(Excerpts of location labeling data)
--*--

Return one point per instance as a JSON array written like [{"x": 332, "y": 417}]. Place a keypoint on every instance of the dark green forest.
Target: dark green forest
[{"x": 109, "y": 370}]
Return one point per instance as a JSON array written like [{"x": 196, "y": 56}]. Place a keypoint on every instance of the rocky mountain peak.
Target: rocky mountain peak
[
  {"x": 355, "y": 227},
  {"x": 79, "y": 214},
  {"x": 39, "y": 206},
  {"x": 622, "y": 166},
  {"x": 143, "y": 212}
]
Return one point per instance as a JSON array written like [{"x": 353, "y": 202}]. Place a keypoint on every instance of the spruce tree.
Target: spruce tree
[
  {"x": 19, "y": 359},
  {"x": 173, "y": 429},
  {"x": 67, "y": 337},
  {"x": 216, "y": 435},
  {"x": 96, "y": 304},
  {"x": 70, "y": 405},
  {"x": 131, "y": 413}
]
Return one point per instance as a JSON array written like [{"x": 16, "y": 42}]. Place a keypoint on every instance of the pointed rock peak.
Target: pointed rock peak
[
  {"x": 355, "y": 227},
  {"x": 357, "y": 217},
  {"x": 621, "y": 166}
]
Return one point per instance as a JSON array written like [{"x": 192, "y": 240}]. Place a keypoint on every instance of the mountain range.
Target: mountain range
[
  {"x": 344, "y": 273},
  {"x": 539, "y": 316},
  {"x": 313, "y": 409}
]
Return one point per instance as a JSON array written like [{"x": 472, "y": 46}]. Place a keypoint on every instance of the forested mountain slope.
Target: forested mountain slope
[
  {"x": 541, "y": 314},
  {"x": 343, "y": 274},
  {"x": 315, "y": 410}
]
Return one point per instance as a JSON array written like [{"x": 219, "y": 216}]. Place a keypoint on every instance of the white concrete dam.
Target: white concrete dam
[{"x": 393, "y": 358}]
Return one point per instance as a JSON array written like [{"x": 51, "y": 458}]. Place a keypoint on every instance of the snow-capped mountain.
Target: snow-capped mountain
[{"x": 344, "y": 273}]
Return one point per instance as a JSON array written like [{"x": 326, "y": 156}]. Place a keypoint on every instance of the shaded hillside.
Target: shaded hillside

--*--

→ The exercise
Convert the data above into a numbered list, leaving out any blank lines.

→ Worked answer
1. Return one point per instance as a JSON array written like [{"x": 332, "y": 417}]. Place a keypoint on every instance of the dark green forest.
2. Target: dark green forest
3. [{"x": 109, "y": 370}]
4. Return one point per instance as a JSON array written like [{"x": 196, "y": 56}]. Place a keypoint on every instance of the rocky mountain peak.
5. Target: rocky mountain peak
6. [
7.   {"x": 355, "y": 227},
8.   {"x": 79, "y": 214},
9.   {"x": 39, "y": 206},
10.   {"x": 622, "y": 166},
11.   {"x": 143, "y": 212}
12. ]
13. Return one point per instance as a JSON array written like [{"x": 353, "y": 202}]. Place a keypoint on every instance of the spruce tree.
14. Target: spruce tree
15. [
16.   {"x": 19, "y": 359},
17.   {"x": 173, "y": 429},
18.   {"x": 67, "y": 337},
19.   {"x": 216, "y": 435},
20.   {"x": 96, "y": 304},
21.   {"x": 70, "y": 405},
22.   {"x": 131, "y": 413}
23. ]
24. Return one point per instance as a JSON array written like [{"x": 16, "y": 42}]. Place a keypoint on every instance of the pointed rock peak.
25. Target: pointed rock peak
26. [
27.   {"x": 355, "y": 227},
28.   {"x": 357, "y": 217},
29.   {"x": 621, "y": 166}
30. ]
31. Return one point per instance as a JSON array written like [{"x": 192, "y": 240}]. Place a keypoint on every instance of the mountain range.
32. Target: mountain range
33. [
34.   {"x": 344, "y": 273},
35.   {"x": 539, "y": 316},
36.   {"x": 313, "y": 409}
37. ]
38. Return one point per instance as a JSON array written like [{"x": 472, "y": 46}]. Place a keypoint on every instance of the forested mountain slope.
39. Target: forested mountain slope
40. [
41.   {"x": 541, "y": 314},
42.   {"x": 343, "y": 274},
43.   {"x": 315, "y": 410}
44. ]
45. Return one point per instance as a JSON array written like [{"x": 219, "y": 216}]. Place a keypoint on every instance of the white concrete dam.
46. Target: white concrete dam
47. [{"x": 393, "y": 358}]
48. Return one point per instance as a JSON array written like [{"x": 51, "y": 458}]. Place a keypoint on every instance of the snow-capped mountain.
49. Target: snow-capped mountain
50. [{"x": 344, "y": 273}]
51. Return one point per instance as a JSON array written like [{"x": 326, "y": 156}]. Place a keypoint on every instance of the shaded hillside.
52. Target: shaded hillside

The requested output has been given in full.